DESCRIPTION OF THE TASK:
All lines containing the string "headlight" must be copied from the entries.

(Source records)

⁂

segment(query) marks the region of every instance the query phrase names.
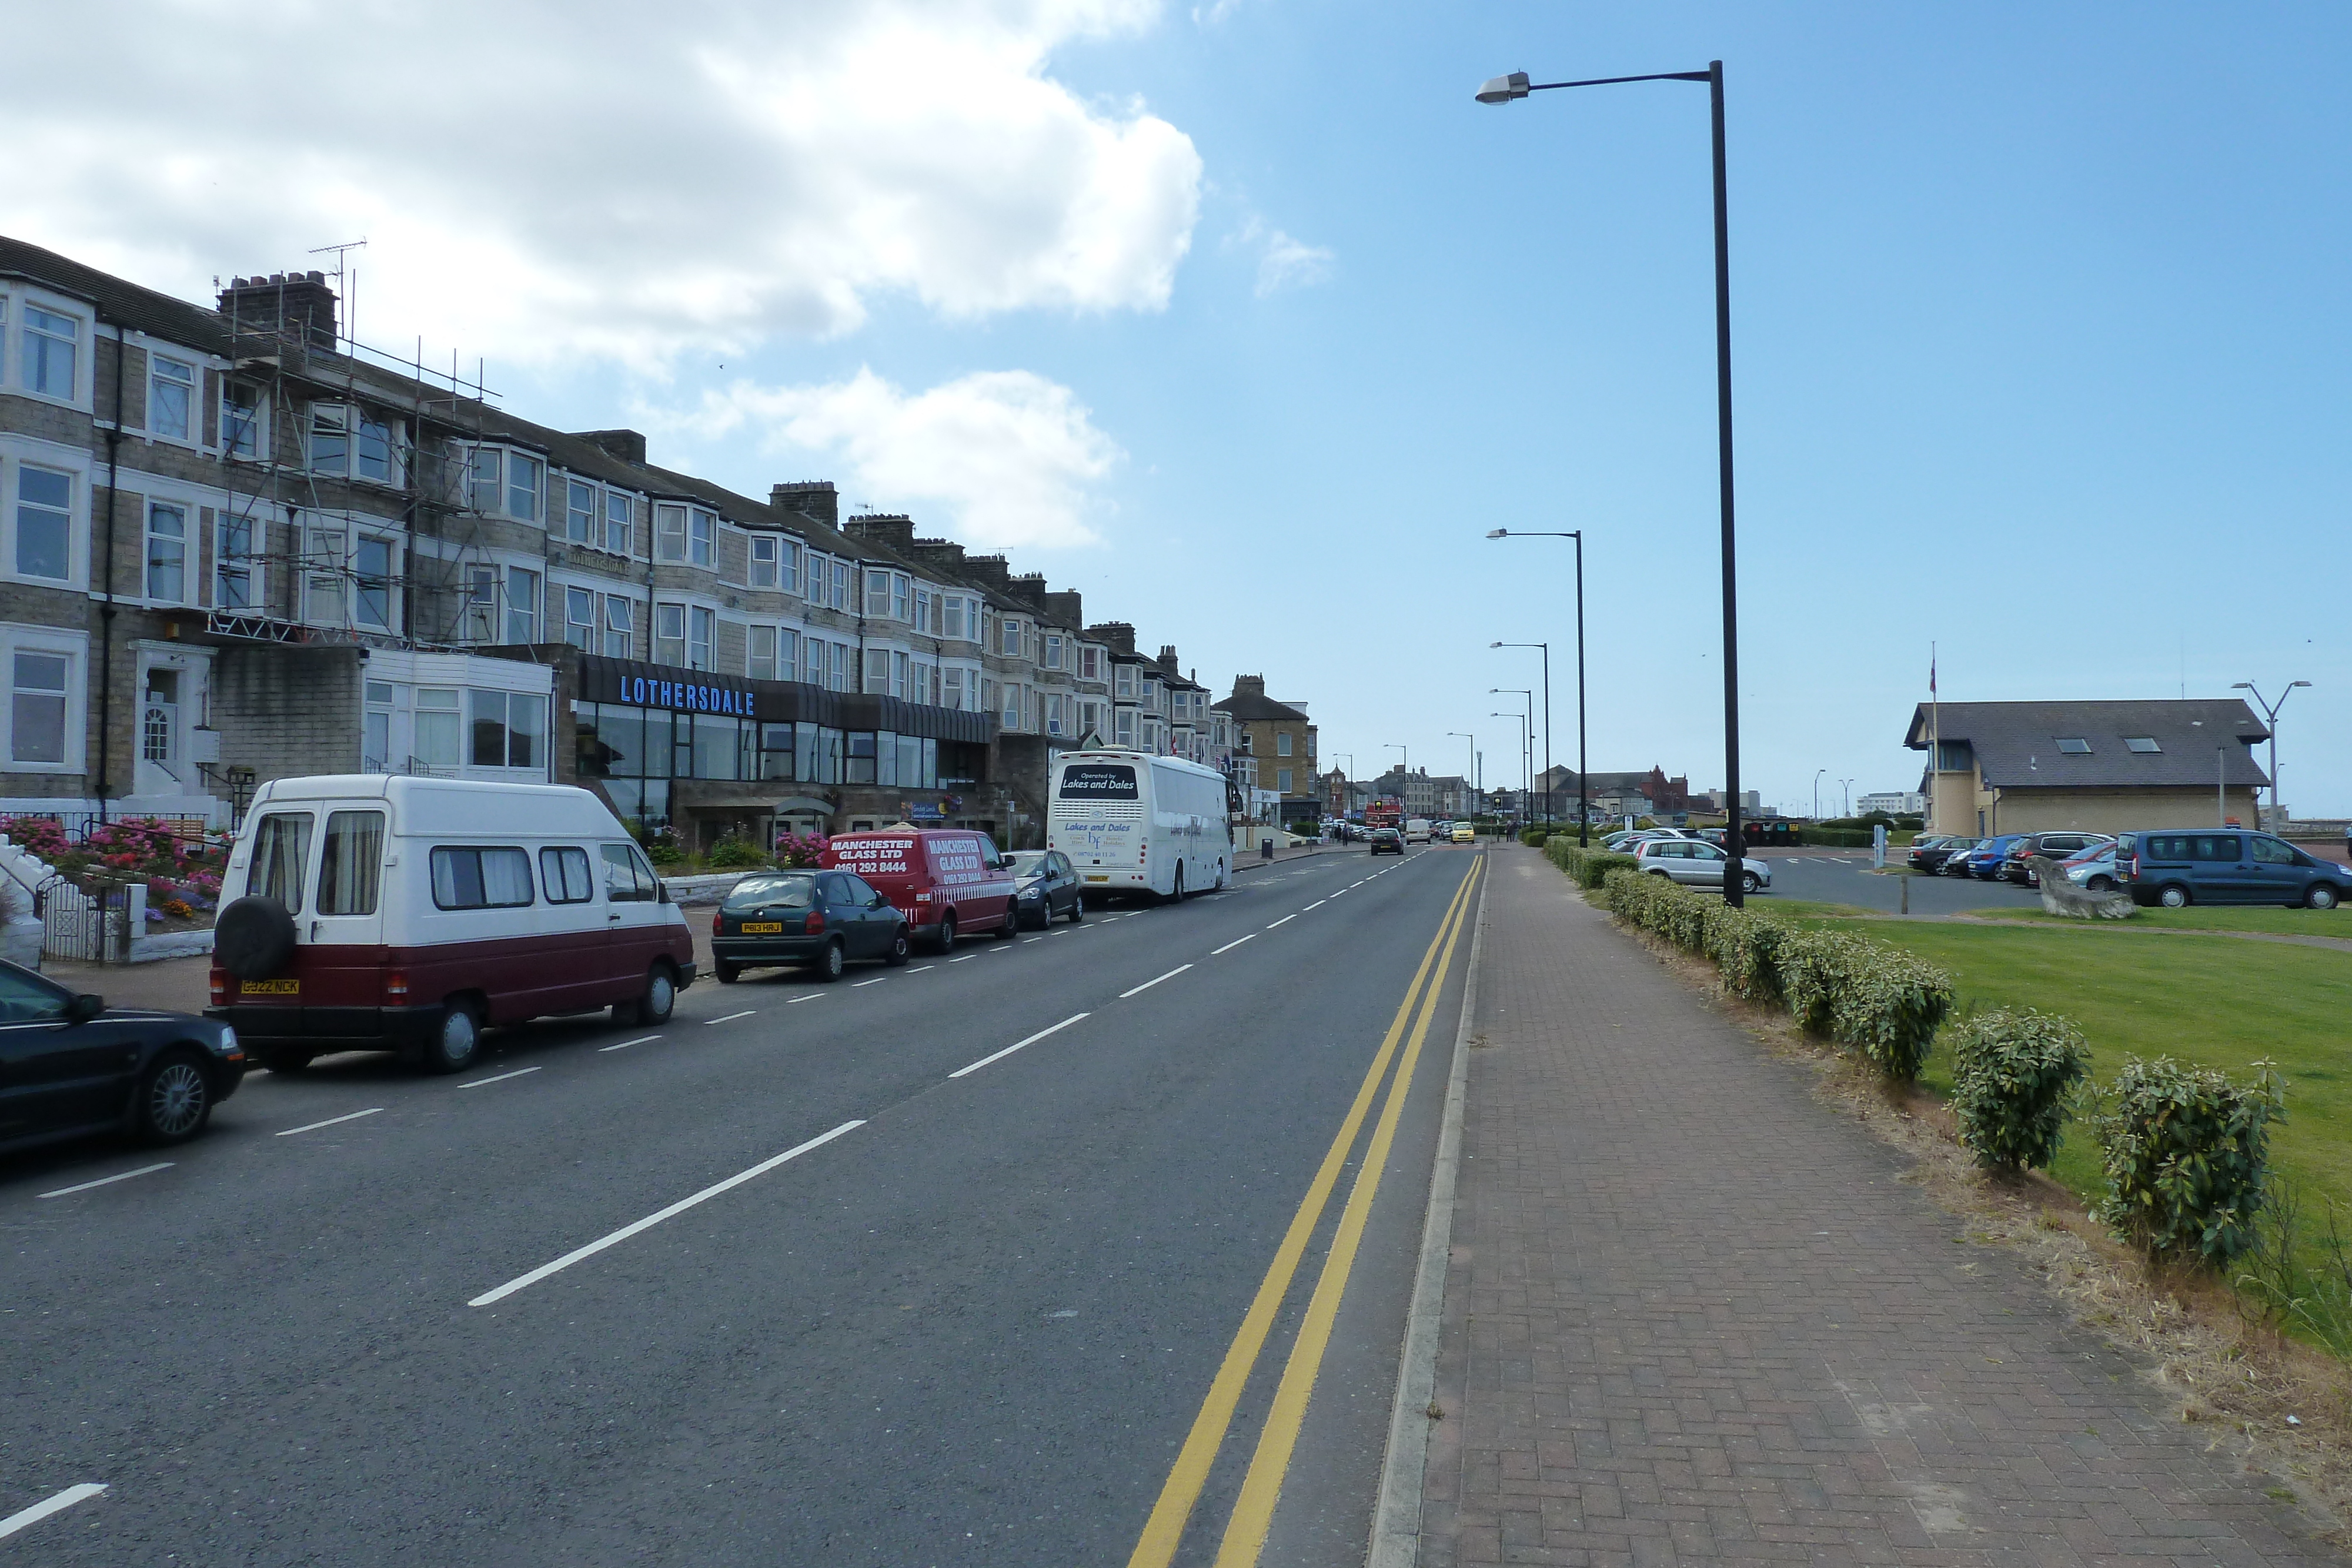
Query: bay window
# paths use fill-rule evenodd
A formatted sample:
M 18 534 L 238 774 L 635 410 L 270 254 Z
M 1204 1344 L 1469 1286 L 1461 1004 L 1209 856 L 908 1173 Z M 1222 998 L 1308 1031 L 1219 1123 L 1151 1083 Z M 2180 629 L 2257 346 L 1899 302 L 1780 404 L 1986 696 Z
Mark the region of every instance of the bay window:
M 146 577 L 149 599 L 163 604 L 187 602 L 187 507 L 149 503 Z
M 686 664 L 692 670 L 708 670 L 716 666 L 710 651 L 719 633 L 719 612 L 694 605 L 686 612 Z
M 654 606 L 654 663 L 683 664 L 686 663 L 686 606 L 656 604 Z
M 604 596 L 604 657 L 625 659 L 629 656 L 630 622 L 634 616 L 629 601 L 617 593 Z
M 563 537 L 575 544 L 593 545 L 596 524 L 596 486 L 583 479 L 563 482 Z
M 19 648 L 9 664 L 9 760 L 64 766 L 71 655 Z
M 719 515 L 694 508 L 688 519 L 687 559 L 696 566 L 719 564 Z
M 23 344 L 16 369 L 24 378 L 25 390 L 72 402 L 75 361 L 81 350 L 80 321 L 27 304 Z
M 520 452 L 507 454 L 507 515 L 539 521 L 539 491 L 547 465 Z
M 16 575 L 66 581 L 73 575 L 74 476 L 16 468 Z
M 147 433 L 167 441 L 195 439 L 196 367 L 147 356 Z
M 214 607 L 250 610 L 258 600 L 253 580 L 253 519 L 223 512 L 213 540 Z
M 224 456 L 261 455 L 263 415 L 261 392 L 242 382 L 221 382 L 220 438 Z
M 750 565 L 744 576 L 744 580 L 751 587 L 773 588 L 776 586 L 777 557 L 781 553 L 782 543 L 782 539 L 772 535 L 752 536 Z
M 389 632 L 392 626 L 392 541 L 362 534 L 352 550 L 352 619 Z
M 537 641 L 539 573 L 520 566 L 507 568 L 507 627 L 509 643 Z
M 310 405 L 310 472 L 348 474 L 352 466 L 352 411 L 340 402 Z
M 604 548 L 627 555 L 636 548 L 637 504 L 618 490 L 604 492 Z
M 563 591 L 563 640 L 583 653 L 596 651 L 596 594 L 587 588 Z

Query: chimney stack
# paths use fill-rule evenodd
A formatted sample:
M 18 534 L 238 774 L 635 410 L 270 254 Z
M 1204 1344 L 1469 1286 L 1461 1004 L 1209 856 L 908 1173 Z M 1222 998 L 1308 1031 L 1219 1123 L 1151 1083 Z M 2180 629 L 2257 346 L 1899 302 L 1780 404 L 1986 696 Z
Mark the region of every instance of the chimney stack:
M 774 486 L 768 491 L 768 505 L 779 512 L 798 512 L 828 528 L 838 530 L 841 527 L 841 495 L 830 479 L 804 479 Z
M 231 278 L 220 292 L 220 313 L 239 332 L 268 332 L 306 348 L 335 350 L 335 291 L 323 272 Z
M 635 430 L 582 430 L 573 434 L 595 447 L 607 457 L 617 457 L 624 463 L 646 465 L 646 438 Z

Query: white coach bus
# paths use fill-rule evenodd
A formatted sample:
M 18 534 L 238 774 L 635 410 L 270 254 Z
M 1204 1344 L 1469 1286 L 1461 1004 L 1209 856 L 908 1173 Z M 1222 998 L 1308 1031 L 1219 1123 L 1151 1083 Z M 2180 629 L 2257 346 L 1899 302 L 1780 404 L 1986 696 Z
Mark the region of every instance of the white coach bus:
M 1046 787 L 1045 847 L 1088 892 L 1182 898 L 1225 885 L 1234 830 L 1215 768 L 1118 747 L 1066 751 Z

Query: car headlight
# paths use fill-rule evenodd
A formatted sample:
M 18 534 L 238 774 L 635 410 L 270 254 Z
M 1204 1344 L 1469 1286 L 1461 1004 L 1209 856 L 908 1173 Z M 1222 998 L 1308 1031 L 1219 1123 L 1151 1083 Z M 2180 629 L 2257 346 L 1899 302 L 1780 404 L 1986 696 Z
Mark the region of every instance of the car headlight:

⁂

RESPONSE:
Query: car headlight
Mark the region of every instance of the car headlight:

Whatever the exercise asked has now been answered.